§ **EXERCISE**
Print every line of the records below word for word, leaving out the pictures.

§ **INFORMATION SUPPLIED**
=-=-=

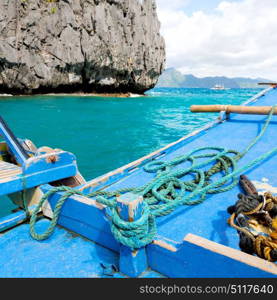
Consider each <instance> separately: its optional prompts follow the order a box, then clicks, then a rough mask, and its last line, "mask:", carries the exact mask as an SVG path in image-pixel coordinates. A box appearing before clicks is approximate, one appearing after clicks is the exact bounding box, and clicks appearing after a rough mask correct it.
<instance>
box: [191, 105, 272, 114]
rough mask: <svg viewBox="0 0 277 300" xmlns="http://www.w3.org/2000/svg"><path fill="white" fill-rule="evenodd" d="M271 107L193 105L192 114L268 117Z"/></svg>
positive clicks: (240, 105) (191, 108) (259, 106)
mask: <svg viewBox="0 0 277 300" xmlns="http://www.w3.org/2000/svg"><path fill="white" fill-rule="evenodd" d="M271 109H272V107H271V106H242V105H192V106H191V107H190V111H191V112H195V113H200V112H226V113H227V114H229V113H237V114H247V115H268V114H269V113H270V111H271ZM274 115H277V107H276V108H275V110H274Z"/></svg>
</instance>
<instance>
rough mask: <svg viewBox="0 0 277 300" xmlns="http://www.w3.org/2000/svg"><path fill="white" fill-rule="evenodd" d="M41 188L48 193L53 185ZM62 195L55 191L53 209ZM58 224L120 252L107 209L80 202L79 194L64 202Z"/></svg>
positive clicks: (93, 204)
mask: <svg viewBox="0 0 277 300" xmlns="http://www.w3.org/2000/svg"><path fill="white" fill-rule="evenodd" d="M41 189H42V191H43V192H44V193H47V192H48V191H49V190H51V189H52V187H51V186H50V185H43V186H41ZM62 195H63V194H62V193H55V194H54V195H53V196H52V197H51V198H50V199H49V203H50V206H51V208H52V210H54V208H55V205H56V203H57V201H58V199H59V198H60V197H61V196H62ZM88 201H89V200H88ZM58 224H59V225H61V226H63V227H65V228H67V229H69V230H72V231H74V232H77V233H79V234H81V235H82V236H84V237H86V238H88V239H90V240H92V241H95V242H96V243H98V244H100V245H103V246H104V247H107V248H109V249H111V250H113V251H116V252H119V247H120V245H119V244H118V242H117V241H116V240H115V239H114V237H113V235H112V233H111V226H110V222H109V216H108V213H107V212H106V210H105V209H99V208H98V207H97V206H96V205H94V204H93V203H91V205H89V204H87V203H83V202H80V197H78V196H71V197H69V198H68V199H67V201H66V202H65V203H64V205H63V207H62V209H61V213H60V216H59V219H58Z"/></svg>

=-=-=

§ **RESULT BELOW**
Consider each <instance> separately: its optional prompts follow the order a box, then clicks, then a rough mask, and its last line, "mask:", carries the exact mask as an SVG path in image-pixel coordinates. A box appearing before clicks is approximate, one appearing after clicks is the exact bounding box, and clicks appearing after a rough mask correct it.
<instance>
box: [191, 105, 272, 114]
rough mask: <svg viewBox="0 0 277 300" xmlns="http://www.w3.org/2000/svg"><path fill="white" fill-rule="evenodd" d="M271 107L193 105L192 114L268 117Z"/></svg>
positive clicks: (240, 105) (191, 108) (259, 106)
mask: <svg viewBox="0 0 277 300" xmlns="http://www.w3.org/2000/svg"><path fill="white" fill-rule="evenodd" d="M271 109H272V107H271V106H242V105H192V106H191V107H190V111H191V112H195V113H200V112H226V113H227V114H229V113H237V114H247V115H268V114H269V113H270V111H271ZM274 115H277V107H276V108H275V110H274Z"/></svg>
</instance>
<instance>
rough mask: <svg viewBox="0 0 277 300" xmlns="http://www.w3.org/2000/svg"><path fill="white" fill-rule="evenodd" d="M41 188L48 193L53 185ZM62 195L55 191L53 209ZM58 224L120 252L107 209L80 202L79 194L64 202Z"/></svg>
positive clicks: (93, 204)
mask: <svg viewBox="0 0 277 300" xmlns="http://www.w3.org/2000/svg"><path fill="white" fill-rule="evenodd" d="M41 189H42V191H43V192H44V193H47V192H48V191H49V190H51V189H52V187H51V186H50V185H43V186H41ZM62 195H63V194H62V193H55V194H54V195H53V196H52V197H51V198H50V199H49V203H50V206H51V208H52V210H54V208H55V205H56V203H57V201H58V199H59V198H60V197H61V196H62ZM88 201H89V200H88ZM58 224H59V225H61V226H63V227H65V228H67V229H69V230H72V231H74V232H77V233H79V234H81V235H82V236H84V237H86V238H88V239H90V240H92V241H95V242H96V243H98V244H100V245H103V246H104V247H107V248H109V249H111V250H113V251H116V252H119V247H120V245H119V244H118V242H117V241H116V240H115V239H114V237H113V235H112V233H111V226H110V222H109V216H108V213H107V212H106V210H105V209H99V208H98V207H97V206H96V205H94V204H93V203H91V205H89V204H87V203H83V202H80V197H78V196H71V197H69V198H68V199H67V201H66V202H65V203H64V205H63V207H62V209H61V213H60V216H59V219H58Z"/></svg>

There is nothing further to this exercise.